[START Data to use]

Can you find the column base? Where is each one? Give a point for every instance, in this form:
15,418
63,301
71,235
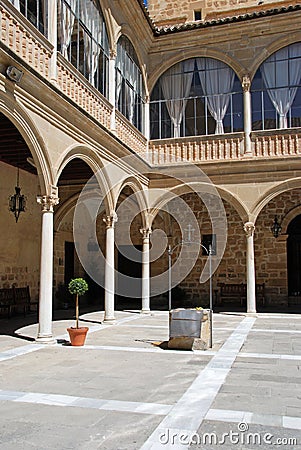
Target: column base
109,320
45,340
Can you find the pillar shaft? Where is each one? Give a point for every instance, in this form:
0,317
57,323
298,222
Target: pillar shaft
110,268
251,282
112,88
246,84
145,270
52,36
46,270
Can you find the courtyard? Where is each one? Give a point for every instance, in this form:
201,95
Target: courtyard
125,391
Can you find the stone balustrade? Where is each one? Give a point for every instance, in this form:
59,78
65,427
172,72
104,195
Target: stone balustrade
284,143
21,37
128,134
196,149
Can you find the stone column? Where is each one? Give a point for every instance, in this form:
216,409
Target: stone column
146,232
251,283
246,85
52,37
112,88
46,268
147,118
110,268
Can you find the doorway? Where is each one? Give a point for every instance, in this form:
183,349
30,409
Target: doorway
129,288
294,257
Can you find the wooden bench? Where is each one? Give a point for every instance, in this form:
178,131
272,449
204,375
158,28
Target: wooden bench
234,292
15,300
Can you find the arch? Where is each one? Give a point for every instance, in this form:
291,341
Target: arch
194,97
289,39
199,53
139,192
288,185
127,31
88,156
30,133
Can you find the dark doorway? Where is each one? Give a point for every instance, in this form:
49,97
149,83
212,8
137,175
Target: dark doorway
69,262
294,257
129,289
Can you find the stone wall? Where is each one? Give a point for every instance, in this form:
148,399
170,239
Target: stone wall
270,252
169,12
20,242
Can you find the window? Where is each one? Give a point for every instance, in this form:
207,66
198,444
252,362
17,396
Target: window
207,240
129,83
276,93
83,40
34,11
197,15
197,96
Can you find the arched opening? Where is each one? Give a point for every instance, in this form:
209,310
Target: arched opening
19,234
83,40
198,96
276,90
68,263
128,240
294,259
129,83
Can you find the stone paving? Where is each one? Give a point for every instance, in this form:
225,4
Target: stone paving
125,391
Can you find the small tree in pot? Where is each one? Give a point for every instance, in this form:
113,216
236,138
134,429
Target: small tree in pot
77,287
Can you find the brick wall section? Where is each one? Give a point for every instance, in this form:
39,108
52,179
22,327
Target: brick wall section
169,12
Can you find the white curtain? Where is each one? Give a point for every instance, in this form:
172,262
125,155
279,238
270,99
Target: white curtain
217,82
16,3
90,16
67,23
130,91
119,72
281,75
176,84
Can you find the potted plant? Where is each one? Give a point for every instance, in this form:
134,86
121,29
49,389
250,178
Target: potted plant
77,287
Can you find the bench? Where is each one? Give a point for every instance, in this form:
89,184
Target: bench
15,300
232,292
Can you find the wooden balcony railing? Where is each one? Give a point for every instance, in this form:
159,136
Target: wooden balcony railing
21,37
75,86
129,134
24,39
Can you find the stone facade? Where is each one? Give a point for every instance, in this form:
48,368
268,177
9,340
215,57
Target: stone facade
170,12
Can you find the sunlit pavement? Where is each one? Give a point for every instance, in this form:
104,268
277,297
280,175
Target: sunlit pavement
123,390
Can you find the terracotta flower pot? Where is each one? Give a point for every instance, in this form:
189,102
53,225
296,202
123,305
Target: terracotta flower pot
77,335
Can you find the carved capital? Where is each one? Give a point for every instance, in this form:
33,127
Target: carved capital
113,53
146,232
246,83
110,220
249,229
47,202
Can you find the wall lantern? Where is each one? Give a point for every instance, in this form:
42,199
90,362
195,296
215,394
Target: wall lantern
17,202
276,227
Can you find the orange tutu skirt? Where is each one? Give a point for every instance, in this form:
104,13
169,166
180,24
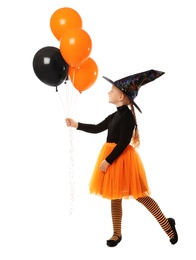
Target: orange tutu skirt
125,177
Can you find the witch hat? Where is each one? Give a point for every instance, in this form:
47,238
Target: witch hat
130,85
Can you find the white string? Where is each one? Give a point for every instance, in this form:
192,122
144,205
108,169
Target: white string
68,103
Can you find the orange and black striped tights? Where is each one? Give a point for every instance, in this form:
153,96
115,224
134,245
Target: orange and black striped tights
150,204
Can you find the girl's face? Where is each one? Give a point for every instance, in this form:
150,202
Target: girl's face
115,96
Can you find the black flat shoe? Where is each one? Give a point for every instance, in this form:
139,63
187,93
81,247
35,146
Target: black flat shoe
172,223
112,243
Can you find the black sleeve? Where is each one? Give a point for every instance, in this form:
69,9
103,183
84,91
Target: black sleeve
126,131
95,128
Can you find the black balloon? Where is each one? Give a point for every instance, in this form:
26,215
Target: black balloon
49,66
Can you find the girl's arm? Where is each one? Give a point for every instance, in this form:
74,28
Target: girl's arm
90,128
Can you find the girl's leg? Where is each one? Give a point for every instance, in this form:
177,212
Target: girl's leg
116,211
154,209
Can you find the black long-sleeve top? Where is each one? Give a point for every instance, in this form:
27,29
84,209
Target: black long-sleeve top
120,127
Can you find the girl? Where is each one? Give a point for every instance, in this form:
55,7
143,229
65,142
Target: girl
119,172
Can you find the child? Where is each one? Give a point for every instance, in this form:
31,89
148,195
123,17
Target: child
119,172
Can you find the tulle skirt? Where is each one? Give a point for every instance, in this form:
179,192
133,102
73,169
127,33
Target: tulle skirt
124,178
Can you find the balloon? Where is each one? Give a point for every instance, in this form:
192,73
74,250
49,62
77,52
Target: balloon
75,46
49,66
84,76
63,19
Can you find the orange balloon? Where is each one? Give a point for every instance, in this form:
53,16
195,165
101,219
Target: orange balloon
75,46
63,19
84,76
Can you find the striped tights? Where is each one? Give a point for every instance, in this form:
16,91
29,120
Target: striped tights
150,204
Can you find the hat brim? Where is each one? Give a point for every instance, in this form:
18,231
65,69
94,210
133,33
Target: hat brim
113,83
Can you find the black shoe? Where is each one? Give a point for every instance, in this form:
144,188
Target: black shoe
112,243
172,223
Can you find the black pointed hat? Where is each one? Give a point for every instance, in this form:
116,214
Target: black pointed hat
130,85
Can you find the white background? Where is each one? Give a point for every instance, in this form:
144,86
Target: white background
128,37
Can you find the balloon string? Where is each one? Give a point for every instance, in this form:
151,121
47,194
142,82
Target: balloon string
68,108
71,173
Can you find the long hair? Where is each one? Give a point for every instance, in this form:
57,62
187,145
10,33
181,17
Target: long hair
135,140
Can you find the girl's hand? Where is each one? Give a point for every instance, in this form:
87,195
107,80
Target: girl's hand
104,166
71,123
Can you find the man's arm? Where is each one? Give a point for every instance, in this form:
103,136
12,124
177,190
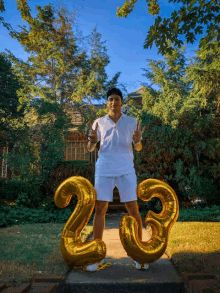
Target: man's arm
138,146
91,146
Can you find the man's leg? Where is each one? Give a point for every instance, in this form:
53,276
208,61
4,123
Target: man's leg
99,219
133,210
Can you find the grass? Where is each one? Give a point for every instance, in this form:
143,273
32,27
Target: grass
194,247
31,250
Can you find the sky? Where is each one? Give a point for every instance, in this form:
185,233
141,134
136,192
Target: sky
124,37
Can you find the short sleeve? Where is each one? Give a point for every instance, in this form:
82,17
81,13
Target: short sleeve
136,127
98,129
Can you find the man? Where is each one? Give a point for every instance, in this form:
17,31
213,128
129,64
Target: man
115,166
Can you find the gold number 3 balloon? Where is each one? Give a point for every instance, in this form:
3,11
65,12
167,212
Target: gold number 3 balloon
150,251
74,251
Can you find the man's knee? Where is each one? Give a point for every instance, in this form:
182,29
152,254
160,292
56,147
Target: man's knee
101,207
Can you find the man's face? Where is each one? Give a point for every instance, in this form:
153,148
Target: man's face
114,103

[END Data to use]
[START Data to use]

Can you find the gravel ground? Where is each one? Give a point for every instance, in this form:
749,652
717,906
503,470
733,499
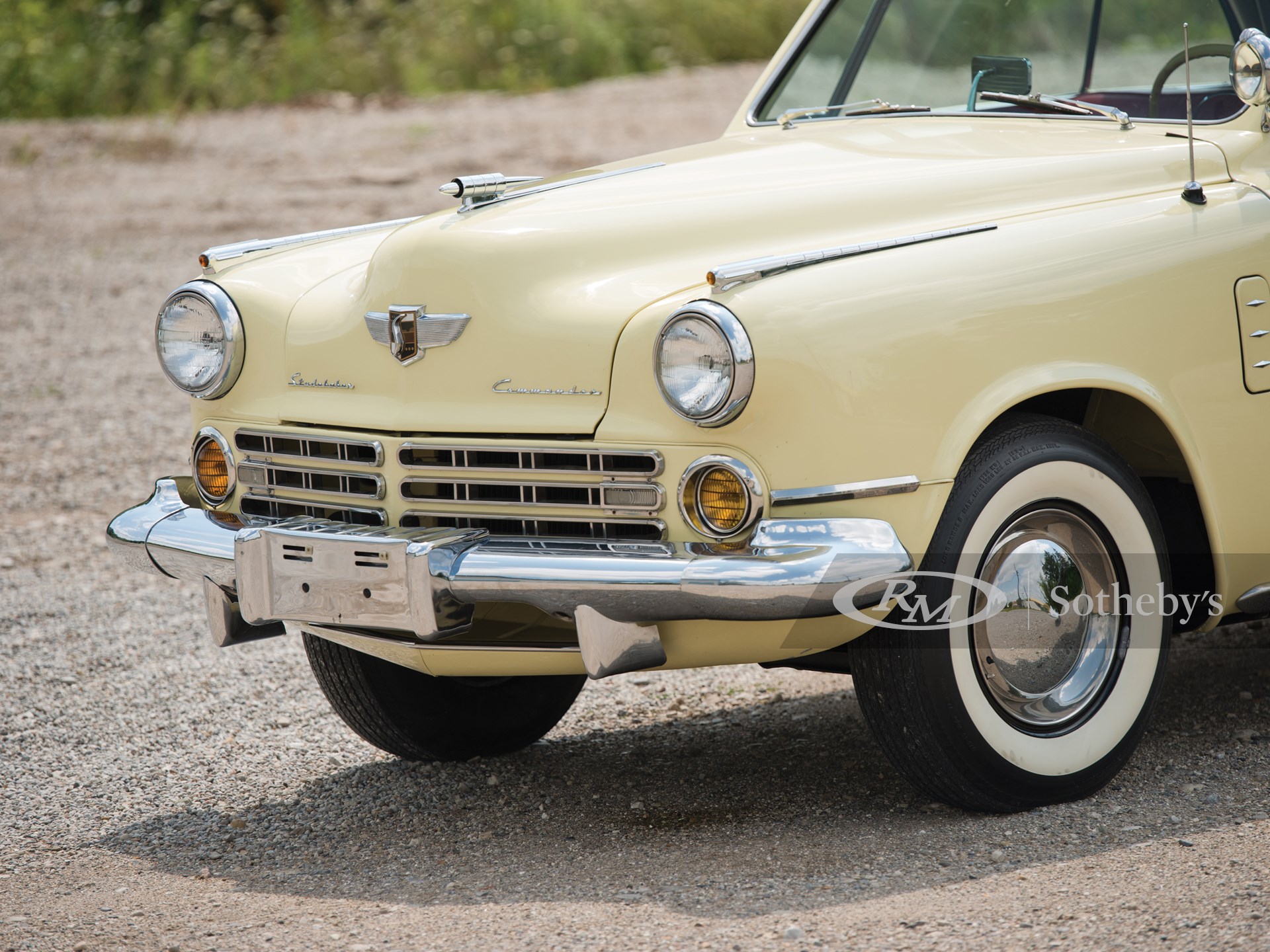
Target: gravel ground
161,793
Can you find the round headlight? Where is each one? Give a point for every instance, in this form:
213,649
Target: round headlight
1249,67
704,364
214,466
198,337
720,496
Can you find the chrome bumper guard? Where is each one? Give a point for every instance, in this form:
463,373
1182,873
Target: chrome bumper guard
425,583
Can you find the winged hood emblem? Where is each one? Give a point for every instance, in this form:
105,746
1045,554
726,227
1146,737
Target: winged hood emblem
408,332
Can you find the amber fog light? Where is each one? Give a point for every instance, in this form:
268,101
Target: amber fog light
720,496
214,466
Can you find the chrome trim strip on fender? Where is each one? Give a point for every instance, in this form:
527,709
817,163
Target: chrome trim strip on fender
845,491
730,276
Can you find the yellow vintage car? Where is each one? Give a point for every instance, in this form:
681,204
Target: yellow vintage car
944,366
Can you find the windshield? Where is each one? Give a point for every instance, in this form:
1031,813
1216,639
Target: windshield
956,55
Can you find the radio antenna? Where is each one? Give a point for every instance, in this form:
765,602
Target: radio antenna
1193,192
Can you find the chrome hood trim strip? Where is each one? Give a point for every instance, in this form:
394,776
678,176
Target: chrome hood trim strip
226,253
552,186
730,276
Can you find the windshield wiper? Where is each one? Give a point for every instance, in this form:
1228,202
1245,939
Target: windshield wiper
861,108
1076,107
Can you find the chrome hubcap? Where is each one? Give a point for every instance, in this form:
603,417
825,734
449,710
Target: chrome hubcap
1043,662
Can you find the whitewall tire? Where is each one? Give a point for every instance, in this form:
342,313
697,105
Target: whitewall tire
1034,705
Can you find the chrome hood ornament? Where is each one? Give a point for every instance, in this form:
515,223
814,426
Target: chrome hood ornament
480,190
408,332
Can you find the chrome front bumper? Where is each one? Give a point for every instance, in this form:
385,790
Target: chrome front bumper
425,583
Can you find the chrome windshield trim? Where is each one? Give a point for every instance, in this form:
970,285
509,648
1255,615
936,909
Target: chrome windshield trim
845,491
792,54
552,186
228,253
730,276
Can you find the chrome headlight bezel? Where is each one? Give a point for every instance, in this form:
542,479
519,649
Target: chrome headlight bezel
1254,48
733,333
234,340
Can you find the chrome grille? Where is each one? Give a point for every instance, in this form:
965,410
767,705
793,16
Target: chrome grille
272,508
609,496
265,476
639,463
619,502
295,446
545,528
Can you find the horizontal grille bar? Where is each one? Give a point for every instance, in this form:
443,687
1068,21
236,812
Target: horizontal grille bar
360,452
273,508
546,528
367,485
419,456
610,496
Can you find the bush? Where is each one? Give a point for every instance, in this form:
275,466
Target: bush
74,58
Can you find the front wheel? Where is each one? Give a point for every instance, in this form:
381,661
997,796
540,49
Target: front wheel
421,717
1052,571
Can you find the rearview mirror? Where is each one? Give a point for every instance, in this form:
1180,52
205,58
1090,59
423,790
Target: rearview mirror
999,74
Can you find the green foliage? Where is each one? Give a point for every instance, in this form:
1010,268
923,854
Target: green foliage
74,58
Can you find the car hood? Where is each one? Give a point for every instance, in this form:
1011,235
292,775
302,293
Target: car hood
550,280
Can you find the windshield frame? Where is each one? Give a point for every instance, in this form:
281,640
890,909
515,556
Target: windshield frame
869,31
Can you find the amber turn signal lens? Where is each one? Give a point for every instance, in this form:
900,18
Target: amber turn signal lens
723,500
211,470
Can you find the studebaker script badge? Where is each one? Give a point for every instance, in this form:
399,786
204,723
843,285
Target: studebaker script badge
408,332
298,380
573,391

[END Data to use]

Task prompt –
Pick out each line in the rows above that contains the word "pointed".

Written response –
Can you find the black pointed hat? Where is each one? Give a point for every instance, in this form:
Target: black pointed hat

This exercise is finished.